* Begin DATA EXTRACT *
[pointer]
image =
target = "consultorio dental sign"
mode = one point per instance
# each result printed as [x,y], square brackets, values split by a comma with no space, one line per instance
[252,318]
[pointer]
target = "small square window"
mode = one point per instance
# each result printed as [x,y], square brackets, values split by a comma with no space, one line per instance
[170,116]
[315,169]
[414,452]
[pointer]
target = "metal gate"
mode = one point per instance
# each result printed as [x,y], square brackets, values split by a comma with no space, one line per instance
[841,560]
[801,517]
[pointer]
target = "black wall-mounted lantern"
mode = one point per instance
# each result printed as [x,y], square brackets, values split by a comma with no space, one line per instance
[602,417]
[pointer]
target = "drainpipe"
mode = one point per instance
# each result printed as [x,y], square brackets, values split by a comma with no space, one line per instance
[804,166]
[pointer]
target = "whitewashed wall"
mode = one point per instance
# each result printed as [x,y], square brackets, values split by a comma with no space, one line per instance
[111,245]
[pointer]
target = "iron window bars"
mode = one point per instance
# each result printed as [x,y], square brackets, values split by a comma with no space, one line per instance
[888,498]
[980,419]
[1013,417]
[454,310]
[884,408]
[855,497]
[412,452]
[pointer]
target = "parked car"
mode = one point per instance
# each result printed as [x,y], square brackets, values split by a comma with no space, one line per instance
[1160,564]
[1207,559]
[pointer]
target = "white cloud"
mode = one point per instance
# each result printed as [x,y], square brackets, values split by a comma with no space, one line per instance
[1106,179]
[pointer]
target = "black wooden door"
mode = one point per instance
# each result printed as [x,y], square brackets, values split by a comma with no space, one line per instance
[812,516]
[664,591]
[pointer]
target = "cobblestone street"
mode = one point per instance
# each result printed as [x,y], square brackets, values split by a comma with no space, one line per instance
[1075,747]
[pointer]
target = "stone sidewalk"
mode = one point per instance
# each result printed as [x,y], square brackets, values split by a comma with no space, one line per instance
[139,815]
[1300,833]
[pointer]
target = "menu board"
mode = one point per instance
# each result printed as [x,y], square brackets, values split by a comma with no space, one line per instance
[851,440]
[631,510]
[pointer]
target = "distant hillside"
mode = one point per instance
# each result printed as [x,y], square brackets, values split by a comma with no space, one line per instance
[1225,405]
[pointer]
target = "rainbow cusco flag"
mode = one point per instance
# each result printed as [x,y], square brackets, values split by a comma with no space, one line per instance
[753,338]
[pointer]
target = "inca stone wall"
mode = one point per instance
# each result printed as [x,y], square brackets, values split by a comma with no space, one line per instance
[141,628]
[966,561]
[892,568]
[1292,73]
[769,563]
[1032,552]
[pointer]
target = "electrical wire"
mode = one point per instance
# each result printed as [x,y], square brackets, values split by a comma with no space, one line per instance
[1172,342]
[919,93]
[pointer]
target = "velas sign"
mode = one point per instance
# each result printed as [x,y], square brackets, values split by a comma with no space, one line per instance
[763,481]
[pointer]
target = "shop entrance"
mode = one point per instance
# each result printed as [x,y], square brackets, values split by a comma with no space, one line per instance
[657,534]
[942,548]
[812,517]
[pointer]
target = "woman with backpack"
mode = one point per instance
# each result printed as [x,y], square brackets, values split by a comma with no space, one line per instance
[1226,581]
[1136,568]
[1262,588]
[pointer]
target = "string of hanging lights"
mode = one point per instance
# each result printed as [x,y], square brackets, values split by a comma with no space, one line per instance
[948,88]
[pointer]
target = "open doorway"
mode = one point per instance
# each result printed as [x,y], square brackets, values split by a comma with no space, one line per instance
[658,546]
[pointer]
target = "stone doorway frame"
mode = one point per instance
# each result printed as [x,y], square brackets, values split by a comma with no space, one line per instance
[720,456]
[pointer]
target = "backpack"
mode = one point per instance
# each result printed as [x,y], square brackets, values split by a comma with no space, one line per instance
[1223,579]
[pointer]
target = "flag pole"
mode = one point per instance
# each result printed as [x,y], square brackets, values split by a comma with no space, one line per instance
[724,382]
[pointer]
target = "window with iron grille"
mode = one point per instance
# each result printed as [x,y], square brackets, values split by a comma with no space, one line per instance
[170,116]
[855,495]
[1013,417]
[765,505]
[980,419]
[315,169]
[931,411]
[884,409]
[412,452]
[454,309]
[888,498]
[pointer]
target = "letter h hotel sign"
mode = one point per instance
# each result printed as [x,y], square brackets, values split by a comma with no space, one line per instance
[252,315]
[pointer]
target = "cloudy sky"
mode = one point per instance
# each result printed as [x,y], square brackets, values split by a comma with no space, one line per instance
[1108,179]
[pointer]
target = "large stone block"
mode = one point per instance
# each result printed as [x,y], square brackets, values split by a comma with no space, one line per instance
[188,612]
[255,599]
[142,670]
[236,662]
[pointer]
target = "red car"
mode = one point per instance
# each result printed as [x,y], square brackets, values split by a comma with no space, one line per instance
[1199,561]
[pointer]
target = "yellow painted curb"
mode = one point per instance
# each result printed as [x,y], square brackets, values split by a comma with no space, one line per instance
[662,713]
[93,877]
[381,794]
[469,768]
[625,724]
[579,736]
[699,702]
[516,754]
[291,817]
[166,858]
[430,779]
* End DATA EXTRACT *
§ EXERCISE DESCRIPTION: Repeat the entries exactly, all of them.

§ SOLUTION TO THE PROBLEM:
[pointer]
image =
target = "consultorio dental sign"
mode = one point per instance
# each result printed as [x,y], square brackets, values split by a comma with no space, one line per instance
[252,318]
[pointer]
target = "small square window"
mode = one point per instance
# each result printed as [x,y], square brackets, values split by a comma with no space, one line per instance
[170,116]
[315,169]
[414,452]
[pointer]
target = "metal gate"
mode = one point per instance
# each result printed as [x,y], square brackets, values split by a comma with no space, one line per instance
[841,560]
[801,517]
[pointer]
target = "black wall-mounted lantern"
mode = one point per instance
# each result printed as [x,y], square brackets, values split by a comma with no space, one line per instance
[602,417]
[pointer]
target = "drainpipe"
mode = one point per instance
# each result printed as [x,y], square brackets, values split by a comma with no space, one line per instance
[804,166]
[pointer]
target = "whitewashed wall"
mode = one point per instance
# each result printed as [x,y], square brackets, values split by a comma with no space, one line per instance
[111,245]
[pointer]
target = "iron window bars"
mode = one point per instance
# each result printed as [x,y], square brackets, values split by a comma with no space, one line per instance
[888,498]
[980,419]
[1013,417]
[454,310]
[884,408]
[855,497]
[412,452]
[pointer]
target = "parked car"
mode = one point per instance
# each result printed as [x,y], square brackets, values split by a comma with no space, one line per instance
[1160,564]
[1207,559]
[pointer]
target = "white cloud"
mode = one point per instance
# each result printed as [x,y], square brackets, values split by a comma with no space, one line per instance
[1106,179]
[pointer]
target = "black wooden door"
mode = one point per instance
# each result printed as [x,y], square brackets, values split by a comma with no space, one line per instance
[812,516]
[664,591]
[pointer]
target = "cobblestone street"
mode = one point per instance
# each result printed as [x,y], square brackets, values split by a comma with no space, one line per instance
[1075,747]
[pointer]
target = "stone sidewalk"
mode = one point per instance
# each result printed as [x,y], square brackets, values split by a comma with no space, one line per instance
[139,815]
[1300,833]
[pointer]
target = "menu board"
mode = one point per instance
# each result printed as [x,y], square brackets, values split by a comma with no space, one line per instance
[851,440]
[631,510]
[pointer]
target = "distant hillside"
mode = one point per instance
# each result printed as [x,y], square brackets, values split by a comma with no space, one line per instance
[1225,405]
[pointer]
target = "rainbow cusco flag"
mode = one point per instance
# each result printed as [x,y], square brackets, values split by a comma with no space, one line per instance
[753,338]
[pointer]
target = "inca stone wall"
mode = one point per instance
# each result printed as [x,y], square brackets, values split by a comma with no space, one line per instance
[141,628]
[966,561]
[892,568]
[1292,73]
[769,563]
[1032,552]
[pointer]
target = "electrical wire"
mode = one point per instance
# each result printed as [x,y], square brackets, values split by a comma with no space, one line per instance
[1172,342]
[919,93]
[pointer]
target = "velas sign"
mode = one point per instance
# each result printed as [x,y], square brackets, values split by a comma with no space, one line per instance
[763,481]
[pointer]
target = "shop entrance"
mode = one point per instance
# each result printed as [x,y], square brackets, values split by a comma with no space, one line per instance
[657,534]
[942,548]
[812,517]
[pointer]
target = "woman with backpack"
mode = one point per instance
# each result printed as [x,y], square brackets, values split by a comma with no space, one line per instance
[1226,581]
[1136,568]
[1262,588]
[pointer]
target = "string of hanging lights"
mode = one point per instance
# each result printed as [x,y], square brackets, values split by a comma with no space, one line per instance
[948,88]
[pointer]
target = "open doorway"
mode = one point per instance
# each result printed as [x,y], square brackets, values split by a comma with no space, one line per instance
[658,546]
[pointer]
target = "stone doorway frame"
mode = one point per instance
# each result printed as [x,y], square brackets, values split by a comma with no space, one line per instance
[720,456]
[pointer]
target = "backpack"
mode = one point per instance
# each result printed as [x,y], square brackets, values split by a comma with no space, one line per instance
[1223,579]
[pointer]
target = "flag pole"
mode = one point per instance
# each result printed as [x,y], square brackets, values split by a comma with no space, one line per instance
[724,382]
[pointer]
target = "window with iron grille"
mode = one point per instance
# each result printed as [x,y], square brackets, values split by a comma with no space, one line per instance
[170,116]
[855,495]
[1013,417]
[765,505]
[980,419]
[315,169]
[931,411]
[884,409]
[412,452]
[454,309]
[888,498]
[pointer]
target = "letter h hotel sign"
mode = one point per instance
# each result printed as [x,y], square brackets, values split by a comma with no space, one line per instance
[252,315]
[pointer]
target = "cloudy sky"
mode = one point per instance
# each result printed as [x,y], square brackets, values split by a comma with no space, one line per instance
[1108,179]
[pointer]
target = "large stone block"
mode = one point per instance
# each result printed as [x,y], square brackets, values split by a comma with no space, one line per instance
[188,612]
[255,599]
[142,670]
[236,662]
[pointer]
target = "red car"
mode = one point per instance
# each result printed as [x,y], square brackets, values split by a comma with no space, one line per instance
[1199,561]
[pointer]
target = "yellow painted curb"
mode = one point per instance
# each result printed as [x,y], square brackets, values split by a comma with no space, one line per instance
[662,713]
[93,877]
[381,794]
[469,768]
[625,724]
[579,736]
[699,702]
[516,754]
[291,817]
[166,858]
[430,779]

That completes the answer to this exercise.